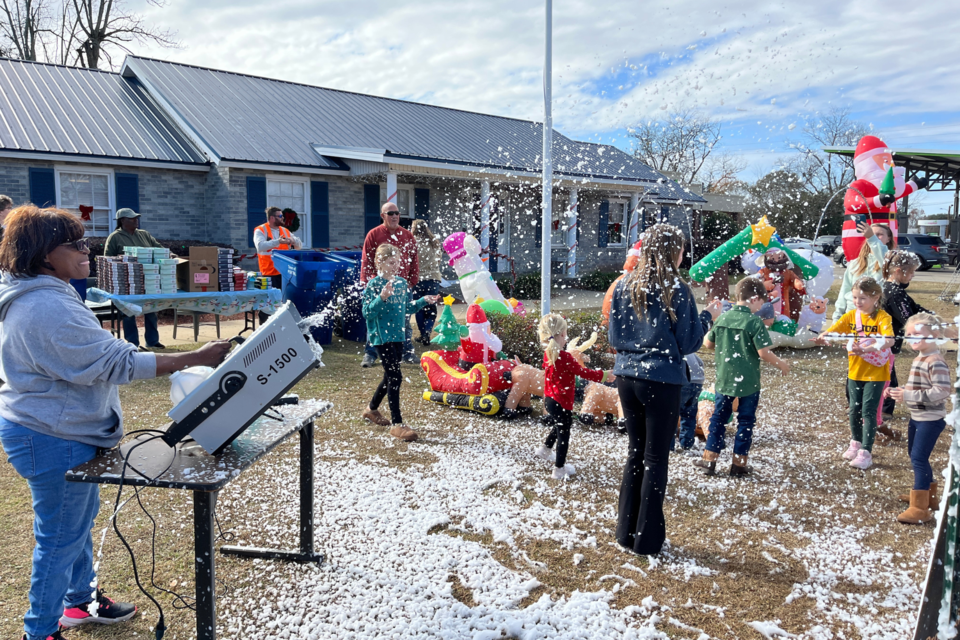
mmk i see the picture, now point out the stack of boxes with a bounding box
[158,258,178,293]
[250,275,272,290]
[96,256,144,295]
[217,248,235,292]
[233,267,248,291]
[121,247,175,295]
#####
TASK BRIEF> Leaving every picture aside, repeat the listing exactly.

SOLUTION>
mmk i see the picture, now point out the stack of boxes with a bounding box
[158,258,178,293]
[250,275,272,290]
[96,256,144,295]
[217,248,235,292]
[233,267,248,291]
[121,247,175,295]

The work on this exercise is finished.